• **Page text**
════════════════════

Daily Riches: The Encounter with Jesus (Madeleine L’Engle, Pope Francis, Henri Nouwen, Heidi Baker, and Teresa of Avila)

“We draw people to Christ not by loudly discrediting what they believe, by telling them how wrong they are and how right we are, but by showing them a light that is so lovely that they want with all their hearts to know the source of it.” Madeleine L’Engle

“Giving them the beauty of the Gospel, the amazement of the encounter with Jesus … and leaving it to the Holy Spirit to do the rest. It is the Lord, says the Gospel, who makes the seed spring and bear fruit.” Pope Francis (on evangelism) “The witness of a Christian life is the first and irreplaceable form of mission.” Pope John Paul II

“If we want to be witnesses like Jesus, our only concern should be to be as alive with the love of God as Jesus was.” Henri Nouwen

“Ministry is simply about loving the person in front of you. It’s about stopping for the one and being the very fragrance of Jesus to a lost and dying world.” Heidi Baker

       “Christ has no body but yours,
No hands, no feet on earth but yours,
Yours are the eyes with which he looks
Compassion on this world,
Yours are the feet with which he walks to do good,
Yours are the hands, with which he blesses all the world.”

════════════════════

• **Dataset extract**

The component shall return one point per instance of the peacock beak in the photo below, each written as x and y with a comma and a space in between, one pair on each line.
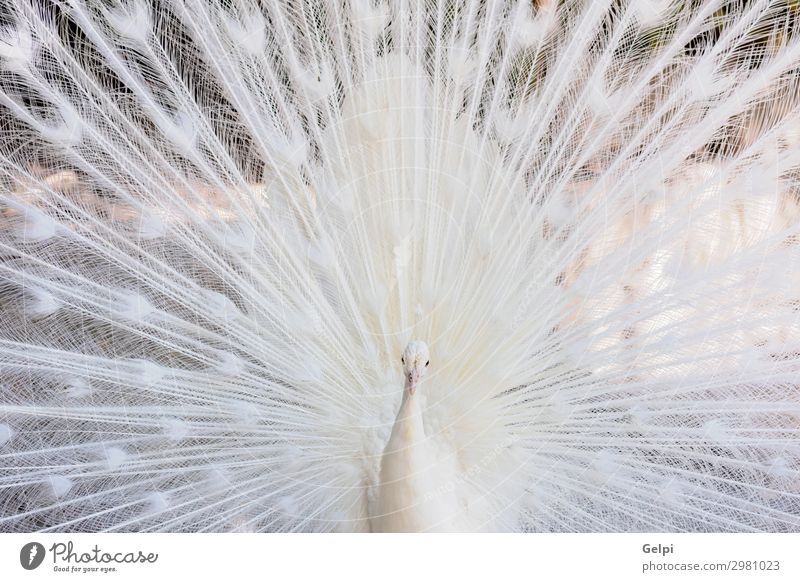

════════════════════

• **Problem**
Continue the page text of quotations on the encounter with Jesus, starting right after its last line.

• **Exercise answer**
Teresa of Avila

“God has raised this Jesus to life, and we are all witnesses of it.” Acts 2:32

Moving From the Head to the Heart

  • Proofs and arguments are no substitute for an “encounter with Jesus”, and such an encounter, will often be through you. What are the implications of this as you think about sharing your faith?
  • There are many ways to unintentionally skew the divine intention for another person to encounter Jesus. How do you get in the way? What can you do to facilitate such an encounter?
  • Our need to be “the very fragrance of Jesus” to the one before us, means that the most critical part of evangelism occurs before any meeting or conversation takes place – in our preparation to give “the witness of a Christian life” and be “alive with the love of God.” What can you do to be “alive with the love of God?”

Abba, by your grace, when others encounter me, may they also encounter Jesus and his love – and be changed.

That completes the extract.